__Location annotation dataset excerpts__
####
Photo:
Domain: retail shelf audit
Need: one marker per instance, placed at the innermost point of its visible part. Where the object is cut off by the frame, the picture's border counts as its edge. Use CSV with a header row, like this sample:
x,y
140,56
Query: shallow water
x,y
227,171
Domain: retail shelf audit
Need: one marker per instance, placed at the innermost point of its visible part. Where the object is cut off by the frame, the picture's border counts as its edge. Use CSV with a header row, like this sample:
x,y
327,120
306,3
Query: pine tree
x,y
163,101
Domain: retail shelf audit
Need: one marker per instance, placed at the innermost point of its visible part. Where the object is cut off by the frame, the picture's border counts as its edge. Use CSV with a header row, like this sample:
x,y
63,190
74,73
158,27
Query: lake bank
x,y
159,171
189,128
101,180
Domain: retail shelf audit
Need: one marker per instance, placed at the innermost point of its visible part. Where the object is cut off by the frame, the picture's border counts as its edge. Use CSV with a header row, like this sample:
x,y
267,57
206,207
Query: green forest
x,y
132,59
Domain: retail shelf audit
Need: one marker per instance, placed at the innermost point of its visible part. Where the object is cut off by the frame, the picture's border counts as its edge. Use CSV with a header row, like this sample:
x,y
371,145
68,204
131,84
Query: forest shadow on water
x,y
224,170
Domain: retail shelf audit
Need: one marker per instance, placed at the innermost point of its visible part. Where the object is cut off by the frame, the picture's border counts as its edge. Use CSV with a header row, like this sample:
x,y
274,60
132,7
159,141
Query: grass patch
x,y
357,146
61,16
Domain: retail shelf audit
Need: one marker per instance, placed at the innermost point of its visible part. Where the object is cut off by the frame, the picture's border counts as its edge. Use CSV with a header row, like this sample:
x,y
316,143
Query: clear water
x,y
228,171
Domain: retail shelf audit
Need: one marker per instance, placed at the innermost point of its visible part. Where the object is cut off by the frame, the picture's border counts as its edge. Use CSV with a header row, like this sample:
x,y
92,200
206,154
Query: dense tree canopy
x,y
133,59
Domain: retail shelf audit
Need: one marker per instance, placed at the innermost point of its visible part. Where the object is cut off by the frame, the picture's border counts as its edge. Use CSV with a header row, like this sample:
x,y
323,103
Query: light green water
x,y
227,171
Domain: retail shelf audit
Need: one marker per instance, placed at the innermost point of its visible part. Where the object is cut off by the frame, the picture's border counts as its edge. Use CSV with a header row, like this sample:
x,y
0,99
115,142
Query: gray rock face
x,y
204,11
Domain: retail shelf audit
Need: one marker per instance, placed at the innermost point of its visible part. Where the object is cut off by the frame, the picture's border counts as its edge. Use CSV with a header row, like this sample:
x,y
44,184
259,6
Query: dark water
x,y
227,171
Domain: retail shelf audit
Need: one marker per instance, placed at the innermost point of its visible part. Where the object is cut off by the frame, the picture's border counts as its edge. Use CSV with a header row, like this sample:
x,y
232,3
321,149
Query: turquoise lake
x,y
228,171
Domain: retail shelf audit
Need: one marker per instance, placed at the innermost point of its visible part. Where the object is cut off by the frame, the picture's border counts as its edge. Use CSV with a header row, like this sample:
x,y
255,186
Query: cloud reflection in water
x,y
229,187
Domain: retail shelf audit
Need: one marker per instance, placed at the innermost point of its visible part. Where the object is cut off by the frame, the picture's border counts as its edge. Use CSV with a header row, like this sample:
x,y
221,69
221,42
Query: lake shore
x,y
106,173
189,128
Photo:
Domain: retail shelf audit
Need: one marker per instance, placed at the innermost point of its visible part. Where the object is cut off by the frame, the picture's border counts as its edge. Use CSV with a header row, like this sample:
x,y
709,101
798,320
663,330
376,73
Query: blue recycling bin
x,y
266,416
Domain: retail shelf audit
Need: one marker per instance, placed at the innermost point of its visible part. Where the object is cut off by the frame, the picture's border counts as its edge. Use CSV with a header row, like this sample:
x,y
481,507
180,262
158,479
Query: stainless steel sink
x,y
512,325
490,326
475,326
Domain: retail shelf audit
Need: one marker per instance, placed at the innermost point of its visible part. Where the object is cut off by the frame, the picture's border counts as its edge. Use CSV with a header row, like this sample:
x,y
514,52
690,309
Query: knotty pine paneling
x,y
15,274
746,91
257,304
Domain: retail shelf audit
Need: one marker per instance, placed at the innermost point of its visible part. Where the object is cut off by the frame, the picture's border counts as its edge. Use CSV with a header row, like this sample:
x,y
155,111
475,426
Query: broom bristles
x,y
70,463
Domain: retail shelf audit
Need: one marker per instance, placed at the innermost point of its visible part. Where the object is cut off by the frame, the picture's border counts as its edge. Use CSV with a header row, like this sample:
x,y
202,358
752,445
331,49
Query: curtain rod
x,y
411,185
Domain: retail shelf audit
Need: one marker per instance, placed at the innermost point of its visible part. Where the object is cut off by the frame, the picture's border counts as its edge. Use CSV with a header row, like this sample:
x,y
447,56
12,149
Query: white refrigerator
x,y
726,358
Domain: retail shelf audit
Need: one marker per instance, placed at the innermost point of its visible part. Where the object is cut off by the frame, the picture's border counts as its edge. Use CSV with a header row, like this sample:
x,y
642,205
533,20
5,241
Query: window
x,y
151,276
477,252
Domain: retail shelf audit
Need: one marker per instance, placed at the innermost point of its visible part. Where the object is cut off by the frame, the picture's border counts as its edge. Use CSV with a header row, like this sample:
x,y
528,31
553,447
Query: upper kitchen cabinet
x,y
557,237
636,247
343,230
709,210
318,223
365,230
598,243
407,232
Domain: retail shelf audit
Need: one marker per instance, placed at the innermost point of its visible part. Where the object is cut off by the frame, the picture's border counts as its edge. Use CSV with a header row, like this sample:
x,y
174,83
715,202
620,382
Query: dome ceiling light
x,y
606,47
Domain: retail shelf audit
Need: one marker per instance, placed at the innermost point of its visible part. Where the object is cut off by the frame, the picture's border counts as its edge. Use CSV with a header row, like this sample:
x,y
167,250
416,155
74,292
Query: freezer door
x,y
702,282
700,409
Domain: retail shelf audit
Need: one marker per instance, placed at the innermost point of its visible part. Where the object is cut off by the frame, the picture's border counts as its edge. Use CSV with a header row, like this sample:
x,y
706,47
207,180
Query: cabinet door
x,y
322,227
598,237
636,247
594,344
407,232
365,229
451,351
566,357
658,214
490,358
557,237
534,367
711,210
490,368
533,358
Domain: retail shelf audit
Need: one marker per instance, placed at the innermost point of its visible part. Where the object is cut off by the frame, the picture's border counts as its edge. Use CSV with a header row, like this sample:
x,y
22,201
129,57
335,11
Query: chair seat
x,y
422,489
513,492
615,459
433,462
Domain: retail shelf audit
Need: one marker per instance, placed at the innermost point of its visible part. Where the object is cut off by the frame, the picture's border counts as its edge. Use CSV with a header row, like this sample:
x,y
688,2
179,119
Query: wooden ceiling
####
Repeat the data precisely, line by line.

__THE SOLUTION__
Photo:
Domain: retail shelf audit
Need: one marker per instance, placed at the innermost point of its visible part. Where the object is cut off by the frame, the picture's border counts as its edge. Use CSV with a header row, like this sample:
x,y
140,56
Query: shallow water
x,y
227,171
Domain: retail shelf audit
Need: one marker per instance, placed at the innermost point of its visible part. Where the object is cut off by the frame, the picture's border counts as its edge. Use CSV with a header row, like this sample:
x,y
327,120
306,3
Query: pine tree
x,y
163,101
Domain: retail shelf audit
Need: one marker per instance, placed at the innermost point of its visible part. Where the object is cut off by the frame, the picture's border counts as its edge. Use CSV with a header row, like this sample:
x,y
63,190
74,73
158,27
Query: lake bank
x,y
159,171
189,128
101,180
Domain: retail shelf audit
Need: one marker per instance, placed at the innermost point of its visible part. Where the object is cut off by the frame, the picture's border counts as its edge. Use CSV with a header row, like this sample:
x,y
267,57
206,207
Query: green forest
x,y
132,59
Domain: retail shelf audit
Need: one marker per instance, placed at the innermost point of its visible part. Where the object is cut off by the frame, the picture's border counts as its edge. Use CSV with a header row, like this sample:
x,y
371,145
68,204
131,84
Query: forest shadow on water
x,y
224,170
Domain: retail shelf audit
Need: one marker per instance, placed at the innermost point of its visible part. Where the object is cut off by the frame, the picture's border counts as its edge. Use CSV with a header row, like this sample:
x,y
274,60
132,7
159,141
Query: grass patch
x,y
357,146
61,16
Domain: retail shelf audit
Need: one marker per instance, placed at the innermost point of its visible part. Where the object is cut off by the frame, the picture's border counts as its edge. Use CSV with a header row, like this sample:
x,y
316,143
Query: clear water
x,y
228,171
Domain: retail shelf audit
Need: one marker per instance, placed at the innermost point of its visible part. Where the object is cut off by the frame, the picture's border counts as its edge. Use CSV with a header row, like this sample:
x,y
92,200
206,154
Query: dense tree canopy
x,y
133,59
Domain: retail shelf audit
Need: one marker per instance, placed at the innermost point of its visible part. Where the object is cut off by the frame, the picture's border counts as its edge. Use CSV with a header row, like this sample:
x,y
323,103
Query: light green water
x,y
227,171
Domain: retail shelf audit
Need: one marker per instance, placed at the innermost point of its visible part. Where the object is cut off by the frame, the picture's border counts as its edge. Use CSV with a header row, like this sample:
x,y
0,99
115,142
Query: gray rock face
x,y
204,11
Domain: retail shelf audit
Need: one marker per instance, placed at the innermost point of its visible part. Where the object is cut off by the frame, the picture's border counts as its edge. Use CSV with a header row, like this sample:
x,y
44,184
259,6
Query: dark water
x,y
227,171
Domain: retail shelf audit
Need: one marker per instance, placed at the innermost point of its visible part. Where the object is cut off by the frame, the picture's border counts as its edge. Use CSV with a header row, like this sample:
x,y
232,3
321,149
Query: turquoise lake
x,y
228,171
Domain: retail shelf audit
Need: one marker per instance, placed at the innermost point of its visible part. Where the object is cut off by the frame, the picture's border counts as its edge. Use CSV with a header row, like this sample:
x,y
255,186
Query: cloud reflection in water
x,y
229,187
Domain: retail shelf audit
Need: one marker per instance, placed at the innermost point of its visible part. Where the object is cut off by the frame, the picture's border counts as its edge. Use CSV with a header row, like this sample:
x,y
221,69
221,42
Query: lake shore
x,y
106,173
189,128
Photo:
Domain: retail shelf audit
Need: one marker per instance, placed at the innermost point of its visible part. Where the object is cut off by the frame, the picture's border counts as its edge. Use CSV with a header row, like this sample:
x,y
709,101
798,320
663,330
376,73
Query: blue recycling bin
x,y
266,416
Domain: retail shelf audit
Need: one marker per instance, placed at the innermost point of its visible part. Where the object is cut off by the frame, the picture's border counts as its edge. Use CSV with a header row, like this sample:
x,y
481,507
180,262
158,479
Query: stainless steel sink
x,y
512,325
490,326
475,326
Domain: retail shelf audit
Need: one marker per instance, placed at the innermost point of its visible part. Where the object is cut off by the frame, the picture's border counts as its edge. Use CSV with a header row, like this sample:
x,y
514,52
690,309
Query: knotty pine paneling
x,y
15,274
746,91
257,304
Domain: retail shelf audit
Need: one marker per instance, placed at the innermost point of its visible part. Where the object is cut off by the frame, the picture's border counts as its edge. Use CSV with a header row, like this sample:
x,y
155,111
475,426
Query: broom bristles
x,y
70,463
Domain: retail shelf audit
Need: one marker per instance, placed at the innermost point of its visible part. Where the object is cut off by the frame, the picture's border counts as its edge. Use CSV with a header row, like this sample:
x,y
202,358
752,445
331,49
Query: curtain rod
x,y
411,185
Domain: retail shelf audit
Need: one marker per instance, placed at the innermost point of its visible part. Where the object is cut off by the frame, the picture's border counts as its edge. Use CSV with a header row, like this sample:
x,y
447,56
12,149
Query: white refrigerator
x,y
726,358
Domain: retail shelf audit
Need: one marker per instance, placed at the innermost point of its visible part. Where the object is cut off by the frame, the picture's border counts as its edge. Use CSV with a header row, like this sample:
x,y
642,205
533,20
5,241
Query: window
x,y
151,276
477,252
Domain: retail shelf audit
Need: one marker per instance, placed at the innermost point of its visible part. Where the object is cut off by the frame, the picture's border counts as its edge. Use CSV with a header row, like this sample:
x,y
528,31
553,447
Query: upper kitchen cabinet
x,y
557,237
636,247
343,230
709,210
318,223
365,230
598,243
407,232
Domain: retail shelf audit
Need: one marker per instance, placed at the innermost point of its visible part. Where the object is cut off by the frame, the picture's border counts as its edge. Use CSV with a header row, like this sample:
x,y
174,83
715,202
620,382
Query: dome ceiling light
x,y
606,47
Domain: retail shelf audit
Need: one marker per instance, placed at the innermost point of its visible part. Where the object is cut off by the frame, the picture's border counts as its edge. Use CSV with a header row, like this sample:
x,y
167,250
416,155
74,292
Query: freezer door
x,y
702,282
700,409
Domain: retail shelf audit
Need: one marker per instance, placed at the innermost point of its visible part. Where the object is cut off by the frame, the picture's border counts as its edge. Use CSV with a header row, like this sample:
x,y
706,47
207,180
Query: cabinet door
x,y
322,227
598,237
636,247
594,344
407,232
365,229
451,351
566,357
658,214
490,358
557,237
534,367
711,210
490,368
533,358
Domain: retail shelf audit
Need: one marker per instance, placed at the innermost point of its visible part. Where the object is cut off by the frame, the picture's border counts as its edge. Use CSV with a header row, like this sample:
x,y
22,201
129,57
335,11
Query: chair seat
x,y
422,489
513,492
615,459
433,462
Domain: retail shelf audit
Need: one marker per instance, placed at the innermost point of its visible part. Where the object is cut off by the frame, the picture's border counts as its edge. Use CSV with a header row, like this sample:
x,y
688,2
179,119
Query: wooden ceiling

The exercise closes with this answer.